**Tareas propuestas:**
1. Reproduce sin ningún cambio el pasaje del fragmento sobre la pasión de Cristo que va desde "Estando así, lacerado" hasta "de su muerte.".
2. Escribe la continuación del fragmento sobre la pasión de Cristo a partir de su última oración.

**Fragmento del texto:**
++++++++

Estando así, lacerado y lívido, tan sólo su corazón se mantenía vigoroso, pues tenía una buena y fuerte constitución. De mi carne, Él recibió un cuerpo purísimo y bien proporcionado. Su cutis era tan fino y tierno que al menor arañazo inmediatamente le salía sangre, que resaltaba sobre su piel tan pura. Precisamente por su buena constitución, la vida luchó contra la muerte en su llagado cuerpo. En ciertos momentos, el dolor en las extremidades y fibras de su lacerado cuerpo le subía hasta el corazón, aún vigoroso y entero, y esto le suponía un sufrimiento increíble. En otros momentos, el dolor bajaba desde su corazón hasta sus miembros heridos y, al suceder esto, se prolongaba la amargura de su muerte.

++++++++

**Material proporcionado:**
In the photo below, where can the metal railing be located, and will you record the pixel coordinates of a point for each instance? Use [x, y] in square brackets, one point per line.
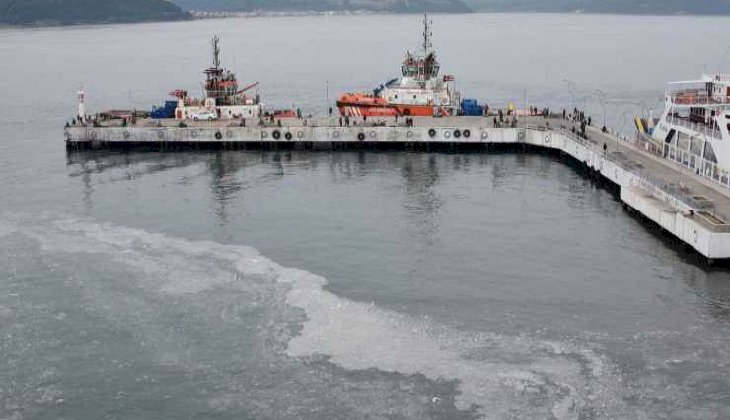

++++++++

**Resultados esperados:**
1.
Estando así, lacerado y lívido, tan sólo su corazón se mantenía vigoroso, pues tenía una buena y fuerte constitución. De mi carne, Él recibió un cuerpo purísimo y bien proporcionado. Su cutis era tan fino y tierno que al menor arañazo inmediatamente le salía sangre, que resaltaba sobre su piel tan pura. Precisamente por su buena constitución, la vida luchó contra la muerte en su llagado cuerpo. En ciertos momentos, el dolor en las extremidades y fibras de su lacerado cuerpo le subía hasta el corazón, aún vigoroso y entero, y esto le suponía un sufrimiento increíble. En otros momentos, el dolor bajaba desde su corazón hasta sus miembros heridos y, al suceder esto, se prolongaba la amargura de su muerte.

2.
Sumergido en la agonía, mi Hijo miró en derredor y vio a sus amigos que lloraban, y que hubieran preferido soportar ellos mismos el dolor con su auxilio, o haber ardido para siempre en el infierno, antes que verlo tan torturado. Su dolor por el dolor de sus amigos excedía toda la amargura y tribulaciones que había soportado en su cuerpo y en su corazón, por el amor que les tenía. Entonces, en la excesiva angustia corporal de su naturaleza humana, clamó a su Padre: ‘Padre, en tus manos encomiendo mi Espíritu’.
Cuando yo, Madre suya y triste, oí esas palabras, todo mi cuerpo se conmovió con el dolor amargo de mi corazón, y todas las veces que las recuerdo lloro desde entonces, pues han permanecido presentes y recientes en mis oídos. Cuando se le acercaba la muerte, y su corazón se reventó con la violencia de los dolores, todo su cuerpo se convulsionó y su cabeza se levantó un poco para después caérsele otra vez. Su boca quedó abierta y su lengua podía ser vista toda sangrante. Sus manos se retrajeron un poco del lugar de la perforación y sus pies cargaron más con el peso de su cuerpo. Sus dedos y brazos parecieron extenderse y su espalda quedó rígida contra la cruz.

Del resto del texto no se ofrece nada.